If we hadn't lived in this age many of us based on our past family history might not still be here on this great Earth of ours.

I used to fear death until I had the opportunity to work with a hospice a few years ago in Arizona. In my two years with the program I saw and experienced things that made any fear or concern that I might have go away.

I spent countless hours with people who were for all purposes on their way back home. I found out that it is not true that all people face their final hours seeking forgiveness or in peace.

They taught us in hospice that you can't change how a person is going to spend their last hours on this earth and that if a person had a mean spirit as a youth they were going to have a mean spirit as they grew and generally they weren't going to change as they faced death.

I will never forget the time that we had a year old baby in the hospice house. The family was around the baby 24 hours a day and the child lasted. Someone had contacted the child's grandfather who lived in Mexico. In a few days a dusty, wrinkled, mud caked older man appeared. He knew no English but we surmised who he was there to see the baby. He walked in the room, picked up the baby said something I didn't understand and the baby died in his arms. The baby who had been grey and contorted with pain had the look of a glowing angel.

__Exercise data__
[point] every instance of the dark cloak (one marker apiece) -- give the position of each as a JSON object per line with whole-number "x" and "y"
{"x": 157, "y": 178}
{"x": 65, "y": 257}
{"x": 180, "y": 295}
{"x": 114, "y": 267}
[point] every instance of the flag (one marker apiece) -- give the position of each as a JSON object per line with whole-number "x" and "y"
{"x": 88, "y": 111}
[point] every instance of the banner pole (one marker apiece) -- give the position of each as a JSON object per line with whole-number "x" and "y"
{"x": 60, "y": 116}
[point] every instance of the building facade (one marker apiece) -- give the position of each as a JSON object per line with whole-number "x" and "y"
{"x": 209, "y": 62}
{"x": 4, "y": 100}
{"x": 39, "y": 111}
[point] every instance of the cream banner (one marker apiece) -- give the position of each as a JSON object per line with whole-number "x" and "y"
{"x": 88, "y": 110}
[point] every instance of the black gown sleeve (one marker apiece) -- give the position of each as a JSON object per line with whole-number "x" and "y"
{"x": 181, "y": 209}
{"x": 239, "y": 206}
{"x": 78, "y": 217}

__Apply what you read__
• a. Copy out the hospice account, everything from "I spent countless" down to "they faced death.", and change "mean spirit" to "bitter spirit" in it.
• b. Carry on the hospice account from its final sentence.

__Answers for the exercise__
• a.
I spent countless hours with people who were for all purposes on their way back home. I found out that it is not true that all people face their final hours seeking forgiveness or in peace.

They taught us in hospice that you can't change how a person is going to spend their last hours on this earth and that if a person had a bitter spirit as a youth they were going to have a bitter spirit as they grew and generally they weren't going to change as they faced death.

• b.
I have talked to people who went back in their lives and described a happy time and place and did so vividly that you felt you were there yourself.

I have held people's hand as their eyes would brighten and they would tell me that one relative or another was in the room with us. I never saw anyone; they did.

One time we had an elderly gentleman who was in a coma who was quite disturbed. He kept moving his hand up his blanket in a peculiar way. One of my volunteers who was not a Catholic told me that it looked like he was trying to say a rosary. We put a rosary in his hand he calmed down immediately and soon he left us.

These are just a few of the stories that touched my life. We are fortunate as baby boomers to live in this age. For sure things aren't perfect and from time to time we feel sorry for ourselves but in the long run it's great to be alive and full of energy in this age of modern medical miracles from God that we and He have created.